Extract provided -
• • • • •

Add support for the hermitian option on jnp.linalg.pinv.

Improve the pinv implementation to avoid computing an unnecessary reduction: svd sorts its singular values so we don't need to use amax() to find the largest one.
Avoid explicitly forming the identity matrix in the pinv JVP.
This commit is contained in:
Peter Hawkins 2022-11-07 11:39:19 -05:00
parent 1e7e8e8d5c
commit ab8cde9ed4
3 changed files with 42 additions and 23 deletions

View File

@ -7,6 +7,8 @@ Remember to align the itemized text with the first line of an item within a list
-->
## jax 0.3.25
* Changes
* {func}`jax.numpy.linalg.pinv` now supports the `hermitian` option.
## jaxlib 0.3.25

View File

@ -41,6 +41,9 @@ def _H(x: ArrayLike) -> Array:
return jnp.conjugate(jnp.swapaxes(x, -1, -2))
def _symmetrize(x: Array) -> Array: return (x + _H(x)) / 2
@_wraps(np.linalg.cholesky)

• • • • •

Provided data -
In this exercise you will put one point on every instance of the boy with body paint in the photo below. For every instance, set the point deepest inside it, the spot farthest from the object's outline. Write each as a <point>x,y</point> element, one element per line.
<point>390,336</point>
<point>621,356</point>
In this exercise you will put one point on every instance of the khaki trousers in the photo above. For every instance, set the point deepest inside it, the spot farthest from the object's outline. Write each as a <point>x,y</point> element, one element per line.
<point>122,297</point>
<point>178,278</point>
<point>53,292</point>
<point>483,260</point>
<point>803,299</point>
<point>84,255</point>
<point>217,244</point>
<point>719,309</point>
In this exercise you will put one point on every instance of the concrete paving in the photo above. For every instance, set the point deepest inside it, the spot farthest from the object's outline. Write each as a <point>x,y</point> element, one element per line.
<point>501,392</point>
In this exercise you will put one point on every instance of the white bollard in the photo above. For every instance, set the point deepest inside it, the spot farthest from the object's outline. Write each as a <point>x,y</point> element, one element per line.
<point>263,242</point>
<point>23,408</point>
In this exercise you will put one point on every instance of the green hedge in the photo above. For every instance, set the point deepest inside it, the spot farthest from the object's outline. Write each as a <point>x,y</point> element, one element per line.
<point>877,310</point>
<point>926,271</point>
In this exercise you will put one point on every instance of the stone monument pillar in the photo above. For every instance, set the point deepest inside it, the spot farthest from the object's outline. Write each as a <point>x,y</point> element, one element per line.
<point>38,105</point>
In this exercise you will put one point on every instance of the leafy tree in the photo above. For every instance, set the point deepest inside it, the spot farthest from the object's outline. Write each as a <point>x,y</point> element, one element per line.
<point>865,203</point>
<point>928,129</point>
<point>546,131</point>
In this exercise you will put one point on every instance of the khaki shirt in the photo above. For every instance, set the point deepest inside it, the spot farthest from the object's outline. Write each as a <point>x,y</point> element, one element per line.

• • • • •

The tasks -
1: For each statement, say whether it agrees with the commit page above, answering yes or no and quoting the words of the commit page that decide it. (a) The commit changes three files. (b) The improved pinv implementation relies on svd returning its singular values in sorted order. (c) The pinv JVP now forms the identity matrix explicitly.
2: Print the stretch of the listing from its first line through the line that contains "<point>719,309</point>", including both ends, and nothing else.

Task-by-task answers -
1:
(a) Yes: "3 changed files with 42 additions and 23 deletions"
(b) Yes: "svd sorts its singular values so we don't need to use amax() to find the largest one."
(c) No: "Avoid explicitly forming the identity matrix in the pinv JVP."

2:
In this exercise you will put one point on every instance of the boy with body paint in the photo below. For every instance, set the point deepest inside it, the spot farthest from the object's outline. Write each as a <point>x,y</point> element, one element per line.
<point>390,336</point>
<point>621,356</point>
In this exercise you will put one point on every instance of the khaki trousers in the photo above. For every instance, set the point deepest inside it, the spot farthest from the object's outline. Write each as a <point>x,y</point> element, one element per line.
<point>122,297</point>
<point>178,278</point>
<point>53,292</point>
<point>483,260</point>
<point>803,299</point>
<point>84,255</point>
<point>217,244</point>
<point>719,309</point>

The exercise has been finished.